Problem set:
a. Quote the part of the OHDSI interview that opens with the words containing "What inspires me" and closes with "the energy spreading!!!".
b. In the OHDSI interview, which approach is Australia modeling itself closely on?

You lead the Australia regional chapter for the APAC community. What excites you about what is happening currently in Australia, and in the overall APAC community, especially following the recent publication of the first combined APAC study?
Australia is in a very exciting place right now in term of data liberalisation. The federal government has passed legislation which means that data will become more accessible. What excited me about OHDSI-Australia joining forces with other Asian countries to form the OHDSI-APAC community is the opportunity to coordinate and fast-track the translation of Australian datasets to the OHDSI CDM so that we can participate more widely in collaborative studies. The OHDSI APAC hypertension study included 2 different datasets in Australia and the analytic package has since been deployed in other datasets so it has been a great opportunity for researchers across Australia to start their journey in OHDSI.
What is also exciting about Australia is our potential to develop a federated network approach across the individual states and territories – similar to what’s happening across the European countries. We are modelling ourselves closely on the EHDEN approach.
You have been active in the OHDSI community for years, so can you talk about what inspires your work with OHDSI, and do you feel that energy spreading more in the Asia-Pacific region?
What inspires me about OHDSI? That’s easy to answer, friendship, collegiality, working towards a common goal, fun, enthusiasm, teamwork, persistence — all these things are so important to me and have inspired me on my OHDSI journey. I think the energy is really spreading across APAC – despite the language barriers and the constraints of COVID I believe that OHDSI APAC has thrived. We are certainly looking forward to meeting in person – there is nothing better than a night out doing Karaoke to get the energy spreading!!!

Extracted items:
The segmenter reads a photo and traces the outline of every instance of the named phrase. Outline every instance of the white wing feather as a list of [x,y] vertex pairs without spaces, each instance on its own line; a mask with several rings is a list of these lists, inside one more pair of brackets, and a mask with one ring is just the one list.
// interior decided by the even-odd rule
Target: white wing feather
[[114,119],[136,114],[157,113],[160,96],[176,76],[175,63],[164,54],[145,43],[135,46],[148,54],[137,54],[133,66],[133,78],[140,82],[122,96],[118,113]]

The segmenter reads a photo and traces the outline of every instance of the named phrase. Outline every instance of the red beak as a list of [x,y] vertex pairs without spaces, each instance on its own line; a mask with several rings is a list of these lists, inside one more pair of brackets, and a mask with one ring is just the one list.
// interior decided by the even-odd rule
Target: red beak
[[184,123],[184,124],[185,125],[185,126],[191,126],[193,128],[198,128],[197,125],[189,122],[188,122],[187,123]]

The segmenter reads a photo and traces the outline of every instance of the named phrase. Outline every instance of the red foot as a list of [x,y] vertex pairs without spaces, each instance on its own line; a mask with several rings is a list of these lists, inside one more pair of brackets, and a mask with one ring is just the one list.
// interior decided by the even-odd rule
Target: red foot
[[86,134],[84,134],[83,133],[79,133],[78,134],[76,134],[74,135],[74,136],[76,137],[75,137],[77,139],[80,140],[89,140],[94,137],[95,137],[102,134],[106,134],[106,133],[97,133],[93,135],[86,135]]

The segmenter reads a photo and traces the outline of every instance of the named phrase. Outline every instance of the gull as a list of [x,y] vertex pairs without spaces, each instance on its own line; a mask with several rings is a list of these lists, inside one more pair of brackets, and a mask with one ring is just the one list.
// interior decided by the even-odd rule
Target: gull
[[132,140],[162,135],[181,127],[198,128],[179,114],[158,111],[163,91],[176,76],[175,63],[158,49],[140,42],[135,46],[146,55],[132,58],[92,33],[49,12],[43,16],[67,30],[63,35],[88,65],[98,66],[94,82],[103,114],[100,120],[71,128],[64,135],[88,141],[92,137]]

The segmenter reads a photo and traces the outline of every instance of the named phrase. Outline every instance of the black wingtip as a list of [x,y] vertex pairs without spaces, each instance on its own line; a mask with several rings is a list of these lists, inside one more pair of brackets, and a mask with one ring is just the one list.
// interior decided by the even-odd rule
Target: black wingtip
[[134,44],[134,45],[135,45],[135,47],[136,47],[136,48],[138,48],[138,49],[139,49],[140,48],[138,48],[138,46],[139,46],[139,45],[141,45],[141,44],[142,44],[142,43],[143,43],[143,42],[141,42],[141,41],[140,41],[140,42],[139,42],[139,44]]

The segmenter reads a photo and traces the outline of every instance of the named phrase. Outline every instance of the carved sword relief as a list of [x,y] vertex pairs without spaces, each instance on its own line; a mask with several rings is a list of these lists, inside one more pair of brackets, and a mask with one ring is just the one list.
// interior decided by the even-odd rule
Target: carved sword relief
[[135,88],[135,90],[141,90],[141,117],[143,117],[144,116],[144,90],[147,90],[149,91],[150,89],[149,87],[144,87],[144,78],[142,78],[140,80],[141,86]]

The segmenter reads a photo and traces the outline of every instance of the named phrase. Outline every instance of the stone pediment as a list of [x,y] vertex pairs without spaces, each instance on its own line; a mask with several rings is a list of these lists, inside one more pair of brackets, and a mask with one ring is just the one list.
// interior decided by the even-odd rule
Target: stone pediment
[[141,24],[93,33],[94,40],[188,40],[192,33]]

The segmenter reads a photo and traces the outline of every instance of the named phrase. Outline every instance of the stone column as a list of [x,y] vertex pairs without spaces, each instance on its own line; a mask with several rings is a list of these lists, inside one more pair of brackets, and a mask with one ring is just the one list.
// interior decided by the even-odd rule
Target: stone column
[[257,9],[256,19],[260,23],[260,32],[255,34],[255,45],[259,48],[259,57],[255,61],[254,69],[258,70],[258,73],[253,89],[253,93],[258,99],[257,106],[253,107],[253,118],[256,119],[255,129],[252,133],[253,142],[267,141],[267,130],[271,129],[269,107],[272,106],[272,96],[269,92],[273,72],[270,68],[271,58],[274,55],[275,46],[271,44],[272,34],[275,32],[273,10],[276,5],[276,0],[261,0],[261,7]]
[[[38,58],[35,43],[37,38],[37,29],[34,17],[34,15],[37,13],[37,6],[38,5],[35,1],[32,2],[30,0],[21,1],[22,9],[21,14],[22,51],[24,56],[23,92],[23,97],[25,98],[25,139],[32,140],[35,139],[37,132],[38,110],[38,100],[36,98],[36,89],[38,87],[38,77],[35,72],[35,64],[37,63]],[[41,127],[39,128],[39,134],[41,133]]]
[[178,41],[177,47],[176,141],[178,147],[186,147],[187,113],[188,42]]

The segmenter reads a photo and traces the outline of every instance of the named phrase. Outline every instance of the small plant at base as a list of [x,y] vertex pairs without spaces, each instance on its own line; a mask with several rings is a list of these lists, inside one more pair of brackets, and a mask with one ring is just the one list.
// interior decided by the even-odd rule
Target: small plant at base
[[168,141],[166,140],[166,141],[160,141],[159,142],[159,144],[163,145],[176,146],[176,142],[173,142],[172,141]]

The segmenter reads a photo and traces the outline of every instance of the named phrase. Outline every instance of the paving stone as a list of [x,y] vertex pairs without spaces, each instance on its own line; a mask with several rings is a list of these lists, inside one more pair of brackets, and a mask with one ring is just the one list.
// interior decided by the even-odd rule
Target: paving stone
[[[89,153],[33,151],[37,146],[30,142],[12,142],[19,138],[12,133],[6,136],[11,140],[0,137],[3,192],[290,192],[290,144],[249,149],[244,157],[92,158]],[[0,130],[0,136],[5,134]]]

Solutions in order:
a.
What inspires me about OHDSI? That’s easy to answer, friendship, collegiality, working towards a common goal, fun, enthusiasm, teamwork, persistence — all these things are so important to me and have inspired me on my OHDSI journey. I think the energy is really spreading across APAC – despite the language barriers and the constraints of COVID I believe that OHDSI APAC has thrived. We are certainly looking forward to meeting in person – there is nothing better than a night out doing Karaoke to get the energy spreading!!!

b. The EHDEN approach.